## MATERIAL FOR THIS TASK:
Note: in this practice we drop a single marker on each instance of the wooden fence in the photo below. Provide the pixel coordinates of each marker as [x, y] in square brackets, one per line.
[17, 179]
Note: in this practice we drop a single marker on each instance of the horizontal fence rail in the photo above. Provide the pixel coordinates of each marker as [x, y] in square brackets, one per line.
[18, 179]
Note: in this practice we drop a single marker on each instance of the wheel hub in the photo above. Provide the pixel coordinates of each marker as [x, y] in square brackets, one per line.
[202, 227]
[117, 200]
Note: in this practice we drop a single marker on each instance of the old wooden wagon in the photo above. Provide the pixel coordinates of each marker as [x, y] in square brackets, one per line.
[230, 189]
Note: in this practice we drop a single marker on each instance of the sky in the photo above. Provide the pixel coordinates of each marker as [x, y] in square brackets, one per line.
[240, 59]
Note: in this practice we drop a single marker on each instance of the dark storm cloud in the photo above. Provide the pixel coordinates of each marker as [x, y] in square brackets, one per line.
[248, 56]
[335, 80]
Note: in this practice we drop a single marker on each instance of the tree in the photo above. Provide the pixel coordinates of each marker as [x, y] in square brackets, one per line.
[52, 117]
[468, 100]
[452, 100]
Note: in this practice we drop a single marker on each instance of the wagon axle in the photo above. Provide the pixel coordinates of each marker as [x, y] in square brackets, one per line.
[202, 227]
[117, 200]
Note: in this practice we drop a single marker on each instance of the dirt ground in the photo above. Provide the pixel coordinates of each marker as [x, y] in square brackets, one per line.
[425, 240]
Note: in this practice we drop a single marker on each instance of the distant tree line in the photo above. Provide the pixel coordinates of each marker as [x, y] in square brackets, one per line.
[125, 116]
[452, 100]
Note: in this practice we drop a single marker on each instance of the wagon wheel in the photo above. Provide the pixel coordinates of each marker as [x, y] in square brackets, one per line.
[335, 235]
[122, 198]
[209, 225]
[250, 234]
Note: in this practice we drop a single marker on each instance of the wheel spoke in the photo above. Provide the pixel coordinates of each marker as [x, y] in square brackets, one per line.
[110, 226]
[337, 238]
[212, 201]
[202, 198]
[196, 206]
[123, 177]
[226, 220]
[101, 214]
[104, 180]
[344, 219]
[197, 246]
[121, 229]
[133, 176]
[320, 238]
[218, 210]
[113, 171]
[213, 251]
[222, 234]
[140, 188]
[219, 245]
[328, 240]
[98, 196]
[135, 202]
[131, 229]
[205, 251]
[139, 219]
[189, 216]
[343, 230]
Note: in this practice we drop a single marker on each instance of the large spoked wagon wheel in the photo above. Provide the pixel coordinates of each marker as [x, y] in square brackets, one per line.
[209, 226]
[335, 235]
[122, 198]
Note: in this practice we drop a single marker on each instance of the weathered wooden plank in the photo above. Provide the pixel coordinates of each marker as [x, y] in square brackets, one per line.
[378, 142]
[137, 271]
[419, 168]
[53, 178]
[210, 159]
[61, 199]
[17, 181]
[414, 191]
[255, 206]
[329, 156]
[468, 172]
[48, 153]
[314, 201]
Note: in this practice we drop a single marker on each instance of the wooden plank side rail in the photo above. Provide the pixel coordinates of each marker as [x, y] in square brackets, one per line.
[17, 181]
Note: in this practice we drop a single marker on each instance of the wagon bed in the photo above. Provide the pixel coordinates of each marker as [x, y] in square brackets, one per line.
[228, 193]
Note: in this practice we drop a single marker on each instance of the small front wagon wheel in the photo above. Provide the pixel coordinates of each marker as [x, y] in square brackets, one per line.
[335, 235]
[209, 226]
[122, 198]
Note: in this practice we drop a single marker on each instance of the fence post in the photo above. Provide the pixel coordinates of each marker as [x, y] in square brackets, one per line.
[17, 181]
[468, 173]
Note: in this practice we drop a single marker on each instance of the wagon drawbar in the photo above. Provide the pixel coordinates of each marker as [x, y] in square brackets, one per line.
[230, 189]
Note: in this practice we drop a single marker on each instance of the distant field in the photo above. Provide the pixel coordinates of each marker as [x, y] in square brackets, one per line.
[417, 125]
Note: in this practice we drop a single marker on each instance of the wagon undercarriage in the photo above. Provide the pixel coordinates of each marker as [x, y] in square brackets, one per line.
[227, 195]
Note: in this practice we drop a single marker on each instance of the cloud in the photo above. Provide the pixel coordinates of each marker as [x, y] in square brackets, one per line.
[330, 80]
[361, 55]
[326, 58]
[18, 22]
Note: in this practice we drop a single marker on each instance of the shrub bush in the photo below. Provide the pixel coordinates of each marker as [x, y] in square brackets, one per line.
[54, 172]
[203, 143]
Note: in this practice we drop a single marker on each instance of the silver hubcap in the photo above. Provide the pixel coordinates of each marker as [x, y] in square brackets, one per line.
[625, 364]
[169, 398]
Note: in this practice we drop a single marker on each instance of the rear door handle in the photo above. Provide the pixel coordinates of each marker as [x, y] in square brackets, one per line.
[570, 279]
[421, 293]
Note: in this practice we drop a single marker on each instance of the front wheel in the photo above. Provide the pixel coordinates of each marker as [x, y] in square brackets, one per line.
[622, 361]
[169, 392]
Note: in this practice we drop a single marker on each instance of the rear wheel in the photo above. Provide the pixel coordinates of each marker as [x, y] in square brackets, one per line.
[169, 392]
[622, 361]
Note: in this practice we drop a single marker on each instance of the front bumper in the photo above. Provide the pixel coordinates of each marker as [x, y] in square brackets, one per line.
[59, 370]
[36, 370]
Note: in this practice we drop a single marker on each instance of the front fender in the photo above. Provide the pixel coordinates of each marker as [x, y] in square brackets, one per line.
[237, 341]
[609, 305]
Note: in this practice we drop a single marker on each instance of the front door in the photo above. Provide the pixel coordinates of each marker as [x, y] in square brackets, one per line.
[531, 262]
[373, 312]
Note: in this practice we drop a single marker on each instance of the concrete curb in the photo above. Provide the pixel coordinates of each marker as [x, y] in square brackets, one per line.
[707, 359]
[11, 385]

## EXERCISE TASK:
Copy out, unchanged, the part of the records that opens with the line containing "the rear wheel" and runs to the end of the records, both ends included.

## EXERCISE SOLUTION:
Note: in this practice we drop a single marker on each instance of the rear wheel in the photo above. Provide the pixel coordinates of each marker as [x, y] in square brackets, one per line.
[169, 392]
[622, 361]
Note: in this practice we drop a single marker on each instance of the front bumper in the photo above. Provide the pixel coordinates of each marker as [x, y] in square brackets, one per line.
[59, 370]
[36, 370]
Note: in this practice we drop a single marker on each instance of the front fender in the photo above. Provide the pixel coordinates of each marker as [x, y] in square brackets, one per line.
[237, 341]
[609, 305]
Note: in this practice we drop a single marker on each instance of the front door in the photo above. Provide the pixel coordinates of each marker as [x, y] in square brackets, one per line.
[531, 262]
[373, 312]
Note: in this practice we drop a single marker on each instance of the concrete curb in the photo above. Provide the pixel coordinates of each marker as [x, y] in square brackets, one per line.
[707, 359]
[11, 385]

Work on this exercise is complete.